**REQUIRED WORK:**
Count how many lines in the entries below contain the word "woman", and reply with only that number.
▽
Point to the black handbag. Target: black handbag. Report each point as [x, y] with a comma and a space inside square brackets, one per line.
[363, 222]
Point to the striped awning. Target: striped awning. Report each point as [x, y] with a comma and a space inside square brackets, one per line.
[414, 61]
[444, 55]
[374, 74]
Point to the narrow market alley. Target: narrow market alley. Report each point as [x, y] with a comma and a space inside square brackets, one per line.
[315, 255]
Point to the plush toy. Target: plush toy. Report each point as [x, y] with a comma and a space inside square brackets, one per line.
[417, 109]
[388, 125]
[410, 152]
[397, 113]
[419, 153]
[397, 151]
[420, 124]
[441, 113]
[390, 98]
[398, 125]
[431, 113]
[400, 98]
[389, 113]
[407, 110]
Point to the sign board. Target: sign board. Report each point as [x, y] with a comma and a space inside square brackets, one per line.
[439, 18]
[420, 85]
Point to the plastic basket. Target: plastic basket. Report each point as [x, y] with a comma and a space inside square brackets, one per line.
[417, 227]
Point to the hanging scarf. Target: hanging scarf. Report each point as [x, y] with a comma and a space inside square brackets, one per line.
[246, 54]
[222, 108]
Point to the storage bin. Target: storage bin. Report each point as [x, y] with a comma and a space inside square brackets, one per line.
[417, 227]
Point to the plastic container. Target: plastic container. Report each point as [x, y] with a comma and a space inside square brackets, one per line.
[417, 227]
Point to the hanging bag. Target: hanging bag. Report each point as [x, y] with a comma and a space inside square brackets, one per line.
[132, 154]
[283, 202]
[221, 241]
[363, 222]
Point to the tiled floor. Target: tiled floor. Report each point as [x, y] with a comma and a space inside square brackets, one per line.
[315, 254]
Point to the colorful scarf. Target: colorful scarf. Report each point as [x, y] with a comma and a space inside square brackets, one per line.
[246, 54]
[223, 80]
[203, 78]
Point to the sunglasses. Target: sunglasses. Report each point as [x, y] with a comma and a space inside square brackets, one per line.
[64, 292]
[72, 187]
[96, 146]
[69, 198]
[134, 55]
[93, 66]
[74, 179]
△
▽
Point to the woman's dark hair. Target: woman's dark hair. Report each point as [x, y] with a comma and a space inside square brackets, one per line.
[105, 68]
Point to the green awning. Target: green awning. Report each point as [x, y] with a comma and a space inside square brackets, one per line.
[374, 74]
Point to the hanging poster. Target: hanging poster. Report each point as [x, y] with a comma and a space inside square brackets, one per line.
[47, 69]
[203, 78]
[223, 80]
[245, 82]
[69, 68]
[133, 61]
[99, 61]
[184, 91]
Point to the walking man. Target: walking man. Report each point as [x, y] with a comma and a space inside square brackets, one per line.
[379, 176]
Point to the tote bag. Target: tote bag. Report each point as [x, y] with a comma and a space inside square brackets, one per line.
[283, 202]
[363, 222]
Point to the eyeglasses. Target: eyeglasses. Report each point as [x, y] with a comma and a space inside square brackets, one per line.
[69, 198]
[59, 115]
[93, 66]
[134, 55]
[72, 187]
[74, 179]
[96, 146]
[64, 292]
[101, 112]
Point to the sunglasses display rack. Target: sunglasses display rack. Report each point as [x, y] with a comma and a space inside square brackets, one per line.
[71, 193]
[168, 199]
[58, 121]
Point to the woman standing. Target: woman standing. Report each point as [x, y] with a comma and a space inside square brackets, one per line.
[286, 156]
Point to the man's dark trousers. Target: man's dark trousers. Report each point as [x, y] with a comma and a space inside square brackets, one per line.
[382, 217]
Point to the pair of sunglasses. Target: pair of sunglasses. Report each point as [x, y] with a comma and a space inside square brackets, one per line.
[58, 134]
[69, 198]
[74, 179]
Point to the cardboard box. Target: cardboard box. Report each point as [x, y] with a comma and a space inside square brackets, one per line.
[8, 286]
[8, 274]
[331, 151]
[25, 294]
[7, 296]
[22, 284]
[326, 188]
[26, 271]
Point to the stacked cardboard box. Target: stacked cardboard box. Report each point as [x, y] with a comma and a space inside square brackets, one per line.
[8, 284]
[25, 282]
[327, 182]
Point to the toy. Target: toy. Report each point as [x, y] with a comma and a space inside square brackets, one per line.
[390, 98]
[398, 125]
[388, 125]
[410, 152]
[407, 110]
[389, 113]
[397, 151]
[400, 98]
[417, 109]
△
**RESPONSE:**
2